ABOUT THIS EXERCISE
Resume the piece below on measuring pesticide residues in food, not the items that follow it. Pick up right after its closing heading, "What does residue testing involve?".

===== SOURCE EXTRACT

Measuring pesticide residues in food

Sophie VANDECANDELAERE
Share :
Measuring pesticide residues in food

The products that we use to protect food crops against disease, pests and weeds leave residues in both agricultural produce and the environment. This is a key concern for consumers, the authorities and the plant protection product industry. The CRA-W has been working for more than 25 years to quantify pesticide and metabolite residues in a range of different crops.

These studies provide the scientific data that manufacturers need to secure European approval for their plant protection products, and are used to set maximum residue limits (MRLs) for pesticides (which are vital for product application checking, consumer protection and international food trading purposes).

Residue tests are performed on various insecticides, fungicides, herbicides and growth regulators used across a variety of crops, especially market gardening, fruit and cereal crops.

What does residue testing involve?

==========
===== SUPPLIED MATERIAL

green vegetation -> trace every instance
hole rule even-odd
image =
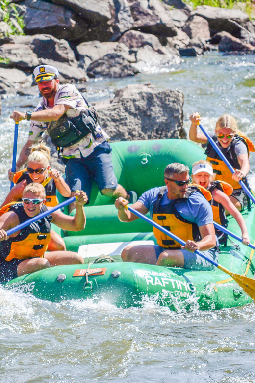
[[[188,1],[190,5],[195,8],[198,5],[209,5],[219,8],[236,8],[246,12],[250,15],[253,6],[252,0],[192,0]]]
[[[24,34],[23,17],[20,16],[17,5],[12,4],[11,0],[0,1],[0,12],[2,15],[3,21],[7,23],[12,29],[12,33],[7,34]]]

==========

EXERCISE RESPONSE
Residue testing is a two-stage process. The first, so called “agronomic” stage involves performing tests (either in the open air or under shelter), carrying out various processes in line with good agricultural practice, gathering samples according to EU requirements, and sending the samples to the laboratory for testing. These tests are performed throughout Belgium, in both Wallonia and Flanders, to cover a diverse array of soil types, climates and cropping methods, and to quantify residues across a broad, representative sample.

The second, so-called “analytical” phase involves receiving, preparing and storing the samples before they are analysed, as well as developing, optimising and approving the analysis protocol and determining the pesticide residue content in the samples.

The studies are conducted by the CRA-W, either alone or in conjunction with other European partners, in accordance with European (EU) and international (FAO, WHO, Codex Alimentarius) regulations on pesticide residues, and in line with the OECD Principles of Good Laboratory Practice (GLP) (GLP certificate C04).